Un accès difficile au logement et à la santé

En matière de logement, le risque de précarité « est particulièrement élevé pour les personnes en situation de handicap psychique », tandis que la plupart des lieux d’hébergement sont inadaptés par rapport aux besoins des personnes handicapées. Cela étant, la situation des personnes handicapées par rapport au logement n’est pas plus dégradée que celle des autres bénéficiaires de minima sociaux, leur fiscalité en matière de dépenses de logement étant même « relativement favorable ». Sur ce sujet, la mission propose notamment d’évaluer les solutions de logement accompagné et, en fonction de leur bilan – financier, sanitaire et social –, d’en étudier leur développement.

Dans le domaine de l’accès à la santé, le groupe de travail a soulevé des problématiques centrées sur l’accès à une couverture complémentaire(4) et sur la spécificité des dépenses de soins des personnes handicapées. La mission préconise dans ce cadre d’améliorer la connaissance des paniers de soins et des restes à charge en fonction des types de handicap et d’envisager une augmentation de l’aide à l’acquisition d’une couverture complémentaire santé (ACS) en fonction de ce reste à charge, mais aussi de veiller à la mise en œuvre effective des services territoriaux de santé en matière de santé mentale prévue par le projet de loi « santé »(5).

Autre problématique relevée par l’IGAS : l’absence de prise en compte du problème spécifique des parents d’enfants handicapés ou des aidants. Parmi ses recommandations : inclure les droits des personnes handicapées dans les 100 000 rendez-vous des droits organisés chaque année par les CAF, améliorer la connaissance des besoins et des charges des parents et aidants de personnes handicapées (en particulier au sein des familles monoparentales) ou encore prévoir un accompagnement par le service public de l’emploi pour une reprise ou un changement d’activité de l’aidant.

::::::

= ESSAYEZ =
Poursuivez le texte sur l'accès des personnes handicapées au logement et à la santé, en reprenant juste après sa dernière phrase.

= Entrées de données stockées =

::::::

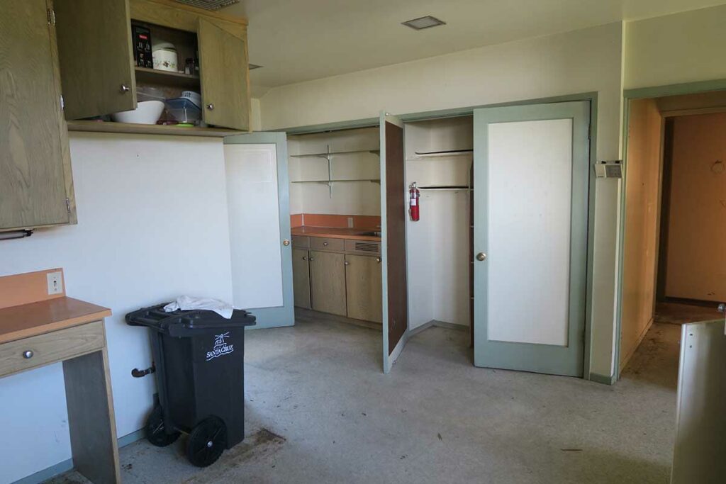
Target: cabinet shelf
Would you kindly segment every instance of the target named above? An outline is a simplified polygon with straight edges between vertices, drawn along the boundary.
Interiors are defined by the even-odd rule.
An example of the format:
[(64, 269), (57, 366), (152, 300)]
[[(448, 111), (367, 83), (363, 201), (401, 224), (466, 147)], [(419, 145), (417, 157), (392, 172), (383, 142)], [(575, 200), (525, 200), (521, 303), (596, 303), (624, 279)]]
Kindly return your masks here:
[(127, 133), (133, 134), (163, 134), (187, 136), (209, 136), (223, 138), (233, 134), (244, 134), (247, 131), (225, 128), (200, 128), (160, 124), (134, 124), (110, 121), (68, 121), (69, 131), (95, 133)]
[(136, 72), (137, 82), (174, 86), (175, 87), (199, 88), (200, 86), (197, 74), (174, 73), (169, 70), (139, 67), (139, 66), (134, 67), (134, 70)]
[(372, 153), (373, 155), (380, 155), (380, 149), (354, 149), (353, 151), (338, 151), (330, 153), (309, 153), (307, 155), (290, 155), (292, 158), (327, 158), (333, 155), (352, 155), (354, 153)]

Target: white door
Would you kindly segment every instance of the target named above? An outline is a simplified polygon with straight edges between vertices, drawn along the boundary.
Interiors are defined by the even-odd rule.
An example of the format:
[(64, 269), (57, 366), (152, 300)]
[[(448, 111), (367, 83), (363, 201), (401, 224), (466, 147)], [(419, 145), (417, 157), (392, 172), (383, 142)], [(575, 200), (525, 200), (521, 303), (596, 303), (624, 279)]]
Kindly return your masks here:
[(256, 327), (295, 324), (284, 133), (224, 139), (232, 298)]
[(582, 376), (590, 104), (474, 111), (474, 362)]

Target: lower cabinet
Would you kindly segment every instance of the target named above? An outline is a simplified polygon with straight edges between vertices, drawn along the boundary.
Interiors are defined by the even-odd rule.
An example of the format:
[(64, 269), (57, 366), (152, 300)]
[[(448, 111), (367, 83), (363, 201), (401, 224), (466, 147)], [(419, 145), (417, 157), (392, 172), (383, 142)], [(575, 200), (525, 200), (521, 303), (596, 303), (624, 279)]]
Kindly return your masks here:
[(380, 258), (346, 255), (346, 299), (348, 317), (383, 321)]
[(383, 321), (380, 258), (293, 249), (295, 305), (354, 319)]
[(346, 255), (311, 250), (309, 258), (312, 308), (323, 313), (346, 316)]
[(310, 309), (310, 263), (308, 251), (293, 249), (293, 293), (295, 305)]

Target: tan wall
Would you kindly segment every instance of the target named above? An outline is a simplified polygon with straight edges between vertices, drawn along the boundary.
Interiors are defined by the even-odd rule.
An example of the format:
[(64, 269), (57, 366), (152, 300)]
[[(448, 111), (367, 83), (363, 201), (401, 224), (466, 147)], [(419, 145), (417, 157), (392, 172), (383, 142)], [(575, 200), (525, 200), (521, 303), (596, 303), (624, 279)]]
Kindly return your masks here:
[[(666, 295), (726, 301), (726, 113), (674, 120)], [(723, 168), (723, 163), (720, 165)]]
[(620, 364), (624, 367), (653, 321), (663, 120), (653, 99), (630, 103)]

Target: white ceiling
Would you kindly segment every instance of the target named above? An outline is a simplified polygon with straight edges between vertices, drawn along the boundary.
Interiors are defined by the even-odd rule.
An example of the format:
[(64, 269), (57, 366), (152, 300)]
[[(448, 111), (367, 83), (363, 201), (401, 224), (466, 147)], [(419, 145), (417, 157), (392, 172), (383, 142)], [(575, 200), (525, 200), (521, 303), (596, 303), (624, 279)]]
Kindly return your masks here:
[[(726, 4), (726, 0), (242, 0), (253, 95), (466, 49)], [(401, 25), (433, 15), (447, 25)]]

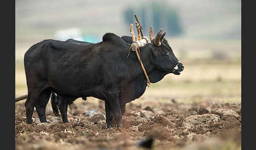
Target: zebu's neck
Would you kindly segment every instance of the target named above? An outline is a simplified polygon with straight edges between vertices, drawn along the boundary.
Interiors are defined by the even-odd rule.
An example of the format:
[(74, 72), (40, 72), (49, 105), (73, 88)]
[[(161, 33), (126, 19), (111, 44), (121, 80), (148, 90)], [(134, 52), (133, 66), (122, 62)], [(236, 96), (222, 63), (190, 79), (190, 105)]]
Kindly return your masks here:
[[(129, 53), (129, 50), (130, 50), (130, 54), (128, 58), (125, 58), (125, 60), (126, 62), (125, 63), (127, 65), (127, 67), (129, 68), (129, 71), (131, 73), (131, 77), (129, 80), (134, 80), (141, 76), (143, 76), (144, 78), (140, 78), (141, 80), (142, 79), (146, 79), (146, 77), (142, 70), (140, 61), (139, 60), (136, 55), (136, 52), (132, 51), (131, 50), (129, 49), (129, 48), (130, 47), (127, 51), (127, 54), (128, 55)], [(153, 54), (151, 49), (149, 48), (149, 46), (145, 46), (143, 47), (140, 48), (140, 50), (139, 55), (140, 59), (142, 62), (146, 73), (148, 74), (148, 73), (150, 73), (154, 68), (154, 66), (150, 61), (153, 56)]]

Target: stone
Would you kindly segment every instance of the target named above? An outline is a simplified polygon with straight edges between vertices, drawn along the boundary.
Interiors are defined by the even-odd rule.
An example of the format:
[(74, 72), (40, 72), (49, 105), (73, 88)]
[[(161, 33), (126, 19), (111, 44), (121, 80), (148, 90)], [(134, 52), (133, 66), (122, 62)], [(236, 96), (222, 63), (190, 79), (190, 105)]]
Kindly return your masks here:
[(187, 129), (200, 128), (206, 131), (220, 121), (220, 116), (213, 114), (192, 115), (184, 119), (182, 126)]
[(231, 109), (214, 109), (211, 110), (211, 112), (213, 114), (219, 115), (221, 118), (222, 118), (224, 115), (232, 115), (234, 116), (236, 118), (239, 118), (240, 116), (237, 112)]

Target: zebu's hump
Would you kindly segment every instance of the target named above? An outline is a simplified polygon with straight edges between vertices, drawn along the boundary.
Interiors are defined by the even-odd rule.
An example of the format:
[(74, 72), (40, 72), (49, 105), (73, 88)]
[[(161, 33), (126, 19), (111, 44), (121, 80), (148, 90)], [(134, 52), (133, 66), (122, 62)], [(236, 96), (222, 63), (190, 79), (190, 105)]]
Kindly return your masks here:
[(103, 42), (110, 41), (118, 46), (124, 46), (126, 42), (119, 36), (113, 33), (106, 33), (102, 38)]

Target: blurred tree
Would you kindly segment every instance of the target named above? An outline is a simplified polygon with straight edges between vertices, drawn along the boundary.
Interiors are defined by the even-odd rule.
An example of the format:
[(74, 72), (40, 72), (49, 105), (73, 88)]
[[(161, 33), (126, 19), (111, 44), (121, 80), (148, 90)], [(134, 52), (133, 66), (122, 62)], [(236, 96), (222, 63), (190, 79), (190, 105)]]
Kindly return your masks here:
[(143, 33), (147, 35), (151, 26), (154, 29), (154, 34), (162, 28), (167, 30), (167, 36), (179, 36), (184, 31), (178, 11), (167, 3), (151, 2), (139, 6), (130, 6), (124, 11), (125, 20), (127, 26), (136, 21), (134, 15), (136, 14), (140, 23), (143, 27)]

::::::

= RÉPONSE PROPOSÉE =
Fusionner l’ASI et l’AAH

Enfin, le groupe de travail relève des dysfonctionnements dans la gouvernance des politiques mises en œuvre, ce qui entraîne « des conséquences dommageables » pour les bénéficiaires des prestations « handicap » (transmission manuelle des dossiers de la MDPH à la CAF ou à la MSA qui peut ralentir le paiement des prestations, manque d’articulation entre les problématiques médicales, sociales et d’insertion professionnelle relevant d’acteurs différents…). L’IGAS pointe également l’insuffisante coordination des politiques d’invalidité et de handicap ainsi que la complexité des dispositifs, « source d’insécurité, de non-recours ou de rupture de parcours ». Il faut donc, selon elle, améliorer la coordination des politiques, notamment en étudiant l’harmonisation des critères d’invalidité, d’inaptitude et de handicap. Et, pour simplifier les dispositifs et assouplir leur usage, la mission propose de fusionner l’AAH et l’allocation supplémentaire d’invalidité (ASI), et de supprimer la carte d’invalidité.

Notes

(1) « Les liens entre handicap et pauvreté : les difficultés dans l’accès aux droits et aux ressources » – Disponible sur www.igas.gouv.fr.

(2) Voir ASH n° 2826 du 27-09-13, p. 5.

(3) Voir ASH n° 2836 du 6-12-13, p. 7.

(4) Sur l’accès des titulaires de l’AAH à une complémentaire santé, voir aussi ASH n° 2884 du 21-11-14, p. 9.

(5) Voir ASH n° 2879 du 17-10-14, p. 8.